__TASK INPUTS__.
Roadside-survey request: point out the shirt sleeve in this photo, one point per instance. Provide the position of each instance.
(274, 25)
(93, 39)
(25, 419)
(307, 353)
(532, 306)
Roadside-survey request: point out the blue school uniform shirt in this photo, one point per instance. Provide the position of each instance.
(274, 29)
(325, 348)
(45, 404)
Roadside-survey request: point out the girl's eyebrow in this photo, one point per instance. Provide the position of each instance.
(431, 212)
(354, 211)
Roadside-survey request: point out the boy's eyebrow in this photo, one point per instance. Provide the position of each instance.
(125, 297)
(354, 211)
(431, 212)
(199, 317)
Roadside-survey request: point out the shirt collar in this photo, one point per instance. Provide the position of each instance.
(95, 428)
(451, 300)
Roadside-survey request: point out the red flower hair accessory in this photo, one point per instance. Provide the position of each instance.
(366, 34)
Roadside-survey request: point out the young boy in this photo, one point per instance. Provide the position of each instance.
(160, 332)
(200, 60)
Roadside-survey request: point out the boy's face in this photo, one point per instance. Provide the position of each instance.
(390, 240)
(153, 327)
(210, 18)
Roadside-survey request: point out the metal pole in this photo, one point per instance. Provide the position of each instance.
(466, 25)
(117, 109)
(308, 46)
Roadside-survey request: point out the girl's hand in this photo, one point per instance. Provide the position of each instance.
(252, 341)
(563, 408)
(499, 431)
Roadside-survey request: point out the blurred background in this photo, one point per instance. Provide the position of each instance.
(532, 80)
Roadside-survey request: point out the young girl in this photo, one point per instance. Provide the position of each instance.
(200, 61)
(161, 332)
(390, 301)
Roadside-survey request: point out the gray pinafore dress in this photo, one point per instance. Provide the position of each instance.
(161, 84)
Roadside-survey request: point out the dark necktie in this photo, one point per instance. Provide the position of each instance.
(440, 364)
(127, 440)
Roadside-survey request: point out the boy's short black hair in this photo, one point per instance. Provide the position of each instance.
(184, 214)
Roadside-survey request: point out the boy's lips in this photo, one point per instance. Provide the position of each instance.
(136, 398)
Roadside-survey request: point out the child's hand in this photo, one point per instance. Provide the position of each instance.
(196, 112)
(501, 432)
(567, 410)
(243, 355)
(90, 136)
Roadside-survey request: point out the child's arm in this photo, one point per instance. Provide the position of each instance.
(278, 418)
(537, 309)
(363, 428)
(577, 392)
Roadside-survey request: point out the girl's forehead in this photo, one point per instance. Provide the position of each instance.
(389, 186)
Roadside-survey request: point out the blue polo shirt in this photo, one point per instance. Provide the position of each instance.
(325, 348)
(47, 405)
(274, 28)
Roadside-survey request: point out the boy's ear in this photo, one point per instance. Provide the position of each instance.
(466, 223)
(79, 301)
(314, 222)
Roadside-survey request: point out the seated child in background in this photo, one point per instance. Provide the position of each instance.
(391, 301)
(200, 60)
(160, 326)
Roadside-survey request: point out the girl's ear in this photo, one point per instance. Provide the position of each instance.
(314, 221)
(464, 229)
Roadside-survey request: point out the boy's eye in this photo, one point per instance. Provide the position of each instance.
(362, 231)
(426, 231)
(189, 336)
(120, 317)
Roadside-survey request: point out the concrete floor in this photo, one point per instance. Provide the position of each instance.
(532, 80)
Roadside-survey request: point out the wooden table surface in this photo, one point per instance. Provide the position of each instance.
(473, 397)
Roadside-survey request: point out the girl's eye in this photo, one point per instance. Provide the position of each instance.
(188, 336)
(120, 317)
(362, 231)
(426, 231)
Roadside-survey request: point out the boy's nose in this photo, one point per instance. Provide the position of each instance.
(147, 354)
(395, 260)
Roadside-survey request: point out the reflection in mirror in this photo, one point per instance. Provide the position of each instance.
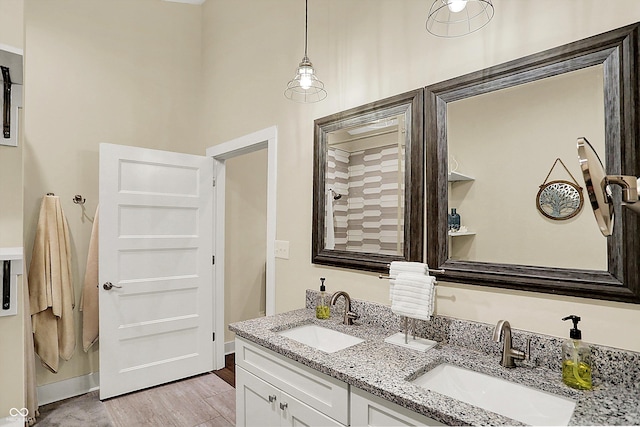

__TASK REQUIREMENTS__. Everything in the entries above except the pictures should be given again exactly.

__THE ANSWER__.
Roadside-survey request: point out the shirt sleeve in this photo, one point per instance. Provide the position of each instance.
(274, 25)
(93, 39)
(25, 419)
(307, 353)
(532, 306)
Roadside-survey request: point out the blue school uniform shirt in this photo, one point per instance. Provide the position of each instance.
(274, 29)
(325, 348)
(45, 404)
Roadside-survey request: point out the girl's eyebrow in this photo, one point per instance. Provide the position of each instance.
(431, 212)
(354, 211)
Roadside-survey request: point out the boy's eyebrow in this photo, one point per instance. Provide the position of each instance.
(125, 297)
(354, 211)
(431, 212)
(199, 317)
Roadside-survey request: point out the shirt collar in this photo, one point per instance. Provide the position of each instance.
(95, 428)
(451, 300)
Roadside-survey request: point out the red flower hair accessory in this photo, one point per instance. Provide the position of each instance.
(366, 34)
Roadside-survey request: point out the young boy in this photo, one point per instance. Provide the position of each instance.
(160, 332)
(200, 60)
Roadside-survey request: point out the boy's face in this photo, one point per instance. Provide the position of each instance.
(390, 240)
(153, 327)
(210, 18)
Roadside-survey request: point out the metal pole in this photo, one point per instance. Provide the position of each instance.
(466, 25)
(117, 109)
(308, 46)
Roadside-survey request: point out the girl's hand in this photo, one point per instance. Provide the position of each instance.
(252, 341)
(563, 408)
(499, 431)
Roadside-survey request: point out the blurred background in this photo, one point per instance. Provide the position of each instance.
(532, 80)
Roadside-survey request: point out the young girl in this photo, one point per instance. Provide the position of each instance.
(200, 61)
(161, 332)
(390, 301)
Roadside-survey request: point out the gray pinafore dress in this photo, one point per instance. Provide the position of each instance.
(161, 84)
Roadside-survey request: point out the dark necktie in this photo, one point per instance. Provide the position of each instance.
(440, 364)
(127, 440)
Roadside-survey request: point out the boy's short black hair in this photo, one point per instance. Provide the position of each instance.
(184, 214)
Roadside-survey request: point out the boy's lips in this photo, one point per instance. Provide the position of each instance.
(136, 398)
Roadside-survey request: point out the child's hand in this photo, one point per instance. Provide the position of each instance.
(196, 112)
(501, 432)
(567, 410)
(243, 355)
(90, 136)
Roadside-survey request: point out the child's arm in this photo, one point per instance. Provide the position of each instance.
(278, 418)
(537, 309)
(363, 428)
(577, 392)
Roadside-survey request: point out the girl's forehead in this photo, one point per instance. Provide the position of each instance.
(389, 186)
Roadside-survey request: point out the blue polo shirt in this photo, one point per instance. Provide the position of each instance.
(325, 348)
(47, 405)
(274, 28)
Roadside-survey request: point out the boy's ear in this photo, one point per instance. Provide the position of each instance.
(466, 223)
(79, 301)
(314, 222)
Roadside-survey request: point out the seated child in background in this photo, one point per instance. Provide the position of each instance.
(391, 301)
(200, 60)
(160, 326)
Roadside-survey request: point out the girl's ear in this photo, one point per instance. Provide the position of each instance.
(314, 221)
(464, 229)
Roadside-survey request: point out the boy's eye in this photo, one point per instance. Provide the position of each instance.
(362, 231)
(426, 231)
(189, 336)
(120, 317)
Roadside-survey request: point out the concrete floor in this photo, one point per instance. Provide the position of each instance.
(532, 80)
Roadside-survey request: point out the wooden table surface in this photo, one point per instance. Provide the position of each instance.
(473, 397)
Roadside-survey request: point out the girl's eye in this photo, one point per instance. Provide the position of each instance.
(188, 336)
(120, 317)
(362, 231)
(426, 231)
Roadside-survey request: point out the boy's nose in this photo, one point per instance. Provide the position of each instance.
(147, 354)
(395, 260)
Roadside-survey request: point out the reflection in mirror in this photo, one point per instance. Provide the position of each instance.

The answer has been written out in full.